Se pretende ir construyendo, los días 10 y 20 de cada mes, una antología personal de poemas (que no de poetas) de autores más o menos contemporáneos, más o menos conocidos. Los poemas tienen en común el ser lo suficientemente cerrados para producir una sensación/idea compacta y lo bastante abiertos como para que además emerjan nuevas significaciones con cada nueva lectura. La autora es profesora del Departamento de Metodología de las Ciencias del Comportamiento de la Facultad de Psicología de la UCM.

1985. Manuel Vilas

      El 24 de diciembre de 1985 Manuel Vilas estaba de guardia en el Cuartel del Regimiento de Infantería de Barbastro, en donde cumplía el servicio militar. La guardia nocturna se conocía con el nombre de «refuerzo». Vilas era cabo y por tanto su cometido en los refuerzos consistía en distribuir a los soldados por las garitas y después regresar al cuerpo de guardia. Miguel Fernández Díaz, un soldado de reemplazo, al que Vilas había dejado a las 22 horas en la garita número 4 (la más alejada del cuerpo de guardia) eligió ese momento para pegarse un tiro en la boca. Normalmente, Vilas ya no se acuerda de esto, porque fue hace muchos años. Normalmente, Vilas ya no se acuerda de nada, y tampoco sabe muy bien por qué se olvidan las cosas (imagina que porque las cosas se deshacen en medio de la memoria). Recuerda Vilas que se quedó mirando las salpicaduras en el techo de la garita, iluminadas por la luz de una linterna. Recuerda los expertos comentarios del capitán de guardia sobre la trayectoria de la bala, las conjeturas sobre el boquete que se abrió en la cabeza de Fernández Díaz. Era una bala de Cetme, que convirtió el juvenil orden cerebral de Fernández Díaz en un caos sanguinolento y acabado.
      Piensa Vilas en lo que Miguel Fernández Díaz se ha perdido a lo largo de estos últimos 22 años. Piensa Vilas que tal vez vivió esos 22 años en las 22 milésimas de segundo que le costó a la bala desatar el nudo caliente de la carne. Vilas se ve a sí mismo como un radiante turista en el pasado. Al día siguiente, es decir, el día de Navidad, vino el padre de Miguel Fernández. A su madre no consiguieron encontrarla. No había móviles entonces. Nadie sabía dónde estaba. El padre vino porque alguien le pagó el viaje en autobús. Seis horas de autobús. Llevaba una bufanda.

==============================

## Retos
[1] En el relato sobre la guardia de Manuel Vilas en 1985, ¿qué cosas de aquella noche dice el texto que recuerda Vilas? Nómbralas todas.
[2] Sigue escribiendo el relato sobre la guardia de Manuel Vilas a partir del punto en que acaba.
Estos datos vienen de otra fuente.

[Datos para señalar objetos con etiqueta]
==============================

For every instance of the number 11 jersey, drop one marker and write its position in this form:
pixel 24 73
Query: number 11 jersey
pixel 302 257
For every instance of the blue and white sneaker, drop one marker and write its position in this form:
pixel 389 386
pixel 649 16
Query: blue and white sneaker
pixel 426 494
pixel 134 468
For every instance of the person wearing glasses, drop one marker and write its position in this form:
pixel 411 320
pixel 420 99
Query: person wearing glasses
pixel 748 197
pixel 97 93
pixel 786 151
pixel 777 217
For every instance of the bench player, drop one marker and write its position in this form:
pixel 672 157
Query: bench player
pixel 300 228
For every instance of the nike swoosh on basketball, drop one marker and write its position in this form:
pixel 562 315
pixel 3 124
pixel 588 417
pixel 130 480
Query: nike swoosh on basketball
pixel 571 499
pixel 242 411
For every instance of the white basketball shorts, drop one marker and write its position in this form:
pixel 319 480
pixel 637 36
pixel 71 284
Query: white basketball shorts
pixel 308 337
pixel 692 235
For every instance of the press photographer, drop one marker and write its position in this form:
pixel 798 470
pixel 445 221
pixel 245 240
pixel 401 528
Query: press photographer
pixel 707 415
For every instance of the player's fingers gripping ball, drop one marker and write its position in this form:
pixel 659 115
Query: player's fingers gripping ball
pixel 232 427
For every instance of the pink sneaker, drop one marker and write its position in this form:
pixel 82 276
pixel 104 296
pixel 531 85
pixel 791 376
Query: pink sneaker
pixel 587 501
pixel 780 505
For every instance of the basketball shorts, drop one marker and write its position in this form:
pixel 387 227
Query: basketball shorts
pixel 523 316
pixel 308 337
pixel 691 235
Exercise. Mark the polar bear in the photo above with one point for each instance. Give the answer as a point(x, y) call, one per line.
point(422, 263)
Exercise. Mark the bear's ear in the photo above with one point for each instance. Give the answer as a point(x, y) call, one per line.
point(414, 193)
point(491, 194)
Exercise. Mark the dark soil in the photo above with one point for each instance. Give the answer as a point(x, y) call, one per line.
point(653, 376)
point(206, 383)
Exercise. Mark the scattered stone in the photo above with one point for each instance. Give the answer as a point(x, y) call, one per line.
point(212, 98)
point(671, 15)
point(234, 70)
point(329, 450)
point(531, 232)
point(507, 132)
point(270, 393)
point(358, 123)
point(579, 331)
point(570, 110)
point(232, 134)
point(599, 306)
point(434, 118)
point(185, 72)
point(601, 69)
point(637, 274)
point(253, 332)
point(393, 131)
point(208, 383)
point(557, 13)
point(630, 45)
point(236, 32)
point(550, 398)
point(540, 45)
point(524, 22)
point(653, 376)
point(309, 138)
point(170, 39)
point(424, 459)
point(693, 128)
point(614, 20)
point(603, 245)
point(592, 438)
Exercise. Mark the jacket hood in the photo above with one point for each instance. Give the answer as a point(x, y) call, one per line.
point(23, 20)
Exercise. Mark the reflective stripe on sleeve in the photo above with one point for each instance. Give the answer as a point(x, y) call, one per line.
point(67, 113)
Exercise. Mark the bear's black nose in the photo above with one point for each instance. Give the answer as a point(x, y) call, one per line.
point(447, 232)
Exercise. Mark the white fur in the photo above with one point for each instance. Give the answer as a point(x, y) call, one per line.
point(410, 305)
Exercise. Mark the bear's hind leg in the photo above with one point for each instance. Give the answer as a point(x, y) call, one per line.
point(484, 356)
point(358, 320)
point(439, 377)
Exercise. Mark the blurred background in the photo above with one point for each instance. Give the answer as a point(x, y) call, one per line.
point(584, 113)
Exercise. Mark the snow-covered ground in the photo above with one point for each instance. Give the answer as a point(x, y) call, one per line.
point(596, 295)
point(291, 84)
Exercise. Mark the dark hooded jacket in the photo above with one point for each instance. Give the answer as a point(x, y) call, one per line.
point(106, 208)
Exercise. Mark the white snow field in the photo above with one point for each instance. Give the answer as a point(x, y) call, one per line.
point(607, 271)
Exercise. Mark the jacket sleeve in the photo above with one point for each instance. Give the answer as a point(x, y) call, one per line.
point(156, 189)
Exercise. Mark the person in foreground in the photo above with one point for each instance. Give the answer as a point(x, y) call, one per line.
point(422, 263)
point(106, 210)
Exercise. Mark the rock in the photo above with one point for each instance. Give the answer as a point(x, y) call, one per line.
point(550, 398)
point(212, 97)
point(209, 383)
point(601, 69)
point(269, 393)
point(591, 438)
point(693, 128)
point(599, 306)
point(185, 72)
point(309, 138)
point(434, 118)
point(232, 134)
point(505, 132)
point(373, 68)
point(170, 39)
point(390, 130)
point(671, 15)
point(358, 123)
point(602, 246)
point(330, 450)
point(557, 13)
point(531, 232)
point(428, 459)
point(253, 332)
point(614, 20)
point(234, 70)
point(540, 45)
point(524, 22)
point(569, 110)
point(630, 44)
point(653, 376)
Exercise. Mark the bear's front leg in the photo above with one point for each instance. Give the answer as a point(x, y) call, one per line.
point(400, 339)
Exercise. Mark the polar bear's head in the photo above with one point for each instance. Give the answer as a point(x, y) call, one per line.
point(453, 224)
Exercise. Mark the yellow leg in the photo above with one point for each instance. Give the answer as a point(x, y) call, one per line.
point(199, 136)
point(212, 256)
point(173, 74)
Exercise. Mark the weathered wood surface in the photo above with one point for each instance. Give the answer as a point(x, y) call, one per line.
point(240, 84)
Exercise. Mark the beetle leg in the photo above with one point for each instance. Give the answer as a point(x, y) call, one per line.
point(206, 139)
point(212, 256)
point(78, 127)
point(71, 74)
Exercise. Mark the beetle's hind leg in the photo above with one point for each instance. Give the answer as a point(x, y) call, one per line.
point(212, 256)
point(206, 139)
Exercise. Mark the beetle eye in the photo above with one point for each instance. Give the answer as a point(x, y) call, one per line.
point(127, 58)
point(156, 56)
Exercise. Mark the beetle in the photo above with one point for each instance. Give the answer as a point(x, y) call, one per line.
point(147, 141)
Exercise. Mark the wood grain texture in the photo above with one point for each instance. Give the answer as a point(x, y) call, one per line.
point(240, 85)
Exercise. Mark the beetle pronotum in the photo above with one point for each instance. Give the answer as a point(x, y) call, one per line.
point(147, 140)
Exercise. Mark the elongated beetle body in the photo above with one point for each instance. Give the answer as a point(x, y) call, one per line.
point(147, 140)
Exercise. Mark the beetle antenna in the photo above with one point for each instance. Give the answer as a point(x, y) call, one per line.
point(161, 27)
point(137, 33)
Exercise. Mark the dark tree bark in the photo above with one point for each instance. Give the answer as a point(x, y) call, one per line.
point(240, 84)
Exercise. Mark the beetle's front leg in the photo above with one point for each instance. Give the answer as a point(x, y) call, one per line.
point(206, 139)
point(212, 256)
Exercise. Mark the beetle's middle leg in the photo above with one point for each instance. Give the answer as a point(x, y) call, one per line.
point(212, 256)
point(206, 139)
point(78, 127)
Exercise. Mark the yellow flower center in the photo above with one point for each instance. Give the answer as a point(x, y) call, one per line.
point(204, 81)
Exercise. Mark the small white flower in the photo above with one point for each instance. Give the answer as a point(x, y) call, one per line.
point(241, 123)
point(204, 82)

==============================

## Respuestas
[1]
- Que se quedó mirando las salpicaduras en el techo de la garita, iluminadas por la luz de una linterna.
- Los expertos comentarios del capitán de guardia sobre la trayectoria de la bala.
- Las conjeturas sobre el boquete que se abrió en la cabeza de Fernández Díaz.

[2]
      No había móviles entonces, ningún sitio adonde llamar.
      Claro que fui el último ser humano que vio vivo a Miguel Fernández Díaz. En alguna instancia celestial tendrá sentido el hasta luego que me dedicó con una dulce sonrisa impropia de aquella noche oscura.
      Un honor, sin duda, aquella sonrisa.
      Un gran honor.
      Pues, naturalmente, tanto Miguel Fernández Díaz como Manuel Vilas Vidal fueron hombres de honor.
      Y el honor es la vida.
      ¿Sabes?, tengo la extraña sensación de que fui yo el que cayó esa noche en medio de las miles de balas del enemigo, en medio de las ráfagas luminosas en el cielo de las playas de Normandía, en medio de la metralla suprema, en medio de los obuses de aquella artillería fantasmal en la noche caliente de nuestra juventud, y sé que no pudiste hacer nada por mí, pese a que te jugaste la vida por mí, y el enemigo cantaba canciones de gloria.
      Bah, tío, estás loco, turismo y memoria, turista en tu propia memoria. Pero ese chico, ese chico no tuvo suerte, y ese chico era bueno, y yo tampoco tuve suerte y da igual. Ok, eso es todo, da igual. Debe de ser eso lo que me está matando. Porque es verdad que algo me está matando.

Manuel Vilas
de Calor. (Visor, 2008)

María José Hernández Lloreda | 20 de diciembre de 2009

Comentarios

  1. Paco
    2010-02-10 18:31

    Impresionante!

  2. María José
    2010-02-10 21:45

    Sí, Manuel Vilas es casi siempre impresionante, salvo cuando colabora con Fernández Mallo. Incomprensible.